### Textauszug
◆ ◆ ◆ ◆ ◆

Mit Blick auf den 7. Oktober und die Folgen: Hat es Reaktionen von muslimisch geprägten Vereinen gegeben und wenn, welche?
Alon Meyer: Hierfür muss ich etwas ausholen. Nachdem es immer wieder zu verbalen und körperlichen Attacken insbesondere muslimisch geprägter Mannschaften gekommen war und Bestrafungen durch Sportsgerichte den Hass gegenüber Makkabi nur noch weiter geschürt haben, entwickelten wir ein Konzept des Dialogs und der Aufklärung mit dem Ziel der Wissensvermittlung und Sensibilisierung. Mit dem Resultat, dass es in der Saison 2022/23 bei keiner unserer 26 Fußballteams zu antisemitischen Anfeindungen kam. Man müsste eigentlich auf Holz klopfen, denn dieser Zustand hat sich bis heute, auch nach dem 07. Oktober 2023, nicht geändert. Wenngleich wir dennoch Vorsichtsmaßnahmen treffen, da Handlungen Außenstehender niemals ausgeschlossen werden können und wir unsere Spieler, die bedingungslos zu Makkabi stehen, schützen müssen. Mit den Verantwortlichen der gegnerischen Vereine stehen wir in sehr gutem Kontakt. Diese präventiven Maßnahmen fruchten also ganz offensichtlich!
Wie steht es um die Sicherheit jüdischer Sportler und geht es ohne Polizeischutz?
Alon Meyer: Wichtig ist zu erkennen, dass Antisemitismus nicht nur Jüdinnen und Juden betrifft, sondern alle, die nicht in das Weltbildbild von Antisemiten passen: Also alle, die eine westlich geprägte Lebensweise haben. Die bittere Wahrheit ist: Bereits vor dem 07. Oktober musste - und das seit Jahrzehnten - jüdisches Leben von der Polizei geschützt werden: Jüdische Schulen, Synagogen, aber auch MAKKABI-Spiele. Wir hatten bereits vor dem Angriff der Hamas in Israel immer wieder judenfeindlichen Vorfällen auf unseren Sportplätzen und gegen MAKKABI-Sportler: Verbale und körperliche Gewalt bis zu Messerattacken. Die abstrakte Gefährdungslage ist nun zu einer konkreten Gefährdungslage geworden: Bundesweit gibt es Israelhass-Demos und Angriffe auf Synagogen. Es geht nicht ohne Polizeischutz.
Wie bewerten Sie die Maßnahmen der Politik jenseits verbaler Bekundungen?
Alon Meyer: Die anfängliche Solidarität mit Israel und den Opfern der Hamas schwindet bereits. Einige Maßnahmen gegen Antisemitismus wurden umgesetzt, viele diskutiert. Aber angesichts der Eskalation des Antisemitismus reicht das bei weitem nicht: Wenn antisemitische Demos verboten werden, muss die Exekutive dies auch konsequent durchsetzen. Es ist längst fünf nach zwölf. Was wir definitiv nicht brauchen, sind weitere Gesprächsrunden, Sonntagsreden über tote Jüdinnen und Juden, Mahnwachen und Gedenkperformances.

◆ ◆ ◆ ◆ ◆

### Schriftliche Aufgabe 1
Beantworte anhand des Interviews über Antisemitismus im Sport:
(a) In welcher Saison gab es bei keinem der 26 Fußballteams antisemitische Anfeindungen?
(b) Was wurde laut Text schon vor dem 7. Oktober von der Polizei geschützt?
(c) Was muss die Exekutive tun, wenn antisemitische Demos verboten werden?

[Datensätze zum Zeigen]

◆ ◆ ◆ ◆ ◆

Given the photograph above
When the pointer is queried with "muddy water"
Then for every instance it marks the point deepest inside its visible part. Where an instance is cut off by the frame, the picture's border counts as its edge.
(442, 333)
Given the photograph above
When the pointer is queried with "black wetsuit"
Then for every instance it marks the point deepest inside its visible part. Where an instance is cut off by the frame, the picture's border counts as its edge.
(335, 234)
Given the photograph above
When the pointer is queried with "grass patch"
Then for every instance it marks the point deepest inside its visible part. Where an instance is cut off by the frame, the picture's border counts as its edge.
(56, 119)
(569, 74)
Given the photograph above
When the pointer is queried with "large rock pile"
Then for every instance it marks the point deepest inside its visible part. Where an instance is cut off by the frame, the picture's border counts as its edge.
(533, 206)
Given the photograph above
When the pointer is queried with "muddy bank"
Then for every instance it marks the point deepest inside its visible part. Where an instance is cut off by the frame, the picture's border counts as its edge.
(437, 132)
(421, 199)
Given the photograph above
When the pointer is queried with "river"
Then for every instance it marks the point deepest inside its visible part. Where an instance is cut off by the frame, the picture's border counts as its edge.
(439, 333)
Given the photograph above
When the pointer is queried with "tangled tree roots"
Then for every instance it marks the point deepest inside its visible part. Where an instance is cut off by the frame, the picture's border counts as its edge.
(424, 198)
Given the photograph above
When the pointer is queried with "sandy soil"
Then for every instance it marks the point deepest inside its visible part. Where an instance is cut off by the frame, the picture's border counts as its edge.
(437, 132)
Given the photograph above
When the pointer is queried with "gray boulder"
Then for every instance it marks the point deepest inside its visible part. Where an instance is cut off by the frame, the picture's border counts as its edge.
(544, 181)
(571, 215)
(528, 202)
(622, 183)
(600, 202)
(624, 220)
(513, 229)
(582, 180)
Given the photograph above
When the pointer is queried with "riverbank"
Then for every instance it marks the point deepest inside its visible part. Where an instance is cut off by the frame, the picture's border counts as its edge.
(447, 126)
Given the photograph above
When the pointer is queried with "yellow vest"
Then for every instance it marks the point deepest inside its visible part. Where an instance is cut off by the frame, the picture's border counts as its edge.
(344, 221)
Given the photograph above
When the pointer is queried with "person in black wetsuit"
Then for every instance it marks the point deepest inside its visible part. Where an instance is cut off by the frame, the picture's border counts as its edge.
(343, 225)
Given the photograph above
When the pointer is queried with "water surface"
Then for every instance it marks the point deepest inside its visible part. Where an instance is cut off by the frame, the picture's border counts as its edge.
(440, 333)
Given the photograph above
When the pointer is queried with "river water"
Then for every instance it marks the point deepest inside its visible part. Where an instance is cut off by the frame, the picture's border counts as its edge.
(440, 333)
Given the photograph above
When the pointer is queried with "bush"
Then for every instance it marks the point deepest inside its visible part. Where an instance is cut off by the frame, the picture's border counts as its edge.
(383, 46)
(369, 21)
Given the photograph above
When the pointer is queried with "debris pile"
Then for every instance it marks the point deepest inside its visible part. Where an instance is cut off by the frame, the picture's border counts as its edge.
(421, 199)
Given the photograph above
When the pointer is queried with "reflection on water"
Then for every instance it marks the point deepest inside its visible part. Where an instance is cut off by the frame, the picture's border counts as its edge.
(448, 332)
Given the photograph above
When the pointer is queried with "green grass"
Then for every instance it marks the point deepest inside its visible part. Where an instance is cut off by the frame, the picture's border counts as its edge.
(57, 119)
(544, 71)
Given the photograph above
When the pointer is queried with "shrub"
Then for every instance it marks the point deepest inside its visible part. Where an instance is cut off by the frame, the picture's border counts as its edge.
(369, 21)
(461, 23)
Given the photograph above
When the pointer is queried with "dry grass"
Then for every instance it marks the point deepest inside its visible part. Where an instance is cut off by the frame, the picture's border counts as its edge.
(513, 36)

◆ ◆ ◆ ◆ ◆

### Schriftliche Aufgabe 2
Finde alle Zeilen, in denen die Zeichenfolge "muddy" vorkommt, und schreib jede davon ab.

### Lösung der Aufgabe 1
(a) In der Saison 2022/23.
(b) Jüdische Schulen, Synagogen und MAKKABI-Spiele.
(c) Sie muss das Verbot auch konsequent durchsetzen.

### Lösung der Aufgabe 2
When the pointer is queried with "muddy water"
When the pointer is queried with "muddy bank"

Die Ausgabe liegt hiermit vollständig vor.